» **Dataset excerpts**
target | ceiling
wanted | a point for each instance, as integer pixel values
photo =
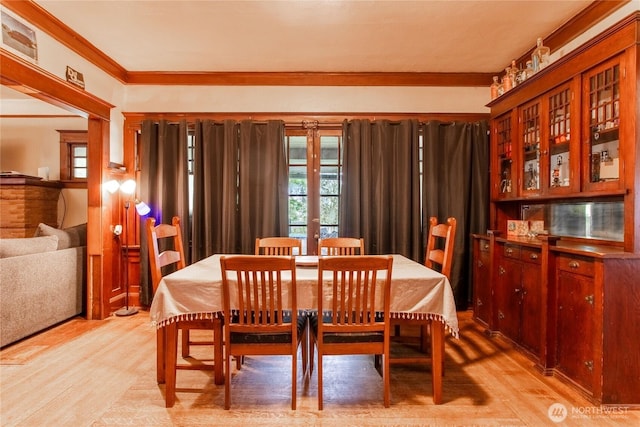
(480, 36)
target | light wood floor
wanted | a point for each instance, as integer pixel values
(102, 373)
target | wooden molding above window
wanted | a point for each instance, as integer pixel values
(74, 166)
(57, 29)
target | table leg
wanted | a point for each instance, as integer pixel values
(160, 354)
(171, 354)
(218, 353)
(437, 355)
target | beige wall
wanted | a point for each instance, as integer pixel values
(27, 144)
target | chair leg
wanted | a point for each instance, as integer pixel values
(304, 344)
(160, 354)
(294, 375)
(386, 378)
(186, 337)
(171, 354)
(319, 380)
(218, 352)
(437, 353)
(227, 380)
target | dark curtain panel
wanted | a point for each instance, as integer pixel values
(380, 196)
(456, 183)
(263, 183)
(215, 217)
(164, 185)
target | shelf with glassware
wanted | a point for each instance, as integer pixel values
(502, 136)
(537, 154)
(603, 150)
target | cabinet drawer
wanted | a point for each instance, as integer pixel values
(511, 251)
(531, 255)
(577, 265)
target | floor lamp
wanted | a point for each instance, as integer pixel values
(128, 187)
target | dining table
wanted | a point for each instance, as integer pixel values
(195, 293)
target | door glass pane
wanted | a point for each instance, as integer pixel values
(559, 138)
(604, 103)
(505, 154)
(531, 147)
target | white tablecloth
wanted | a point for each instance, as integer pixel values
(195, 292)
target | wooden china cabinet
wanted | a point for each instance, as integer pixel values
(565, 150)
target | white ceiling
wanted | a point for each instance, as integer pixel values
(314, 35)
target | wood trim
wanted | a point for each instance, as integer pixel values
(38, 116)
(39, 17)
(309, 79)
(51, 25)
(134, 119)
(31, 80)
(585, 19)
(611, 42)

» **What is being asked**
Your answer should consist solely of the lines above from the line with "target | floor lamp" to the line with "target | wooden china cabinet", both included, reproduced exactly.

» **Problem solution**
target | floor lamp
wanted | a point for each instance, as integer pixel values
(128, 187)
target | dining table
wanted | a point for each instance, as integer pixel values
(195, 293)
target | door glass pane
wanted | a point for each instance, as integer pixel values
(559, 138)
(604, 103)
(505, 154)
(531, 147)
target | white tablecloth
wanted | a point for each instance, as integer pixel values
(195, 292)
target | wooden china cabinet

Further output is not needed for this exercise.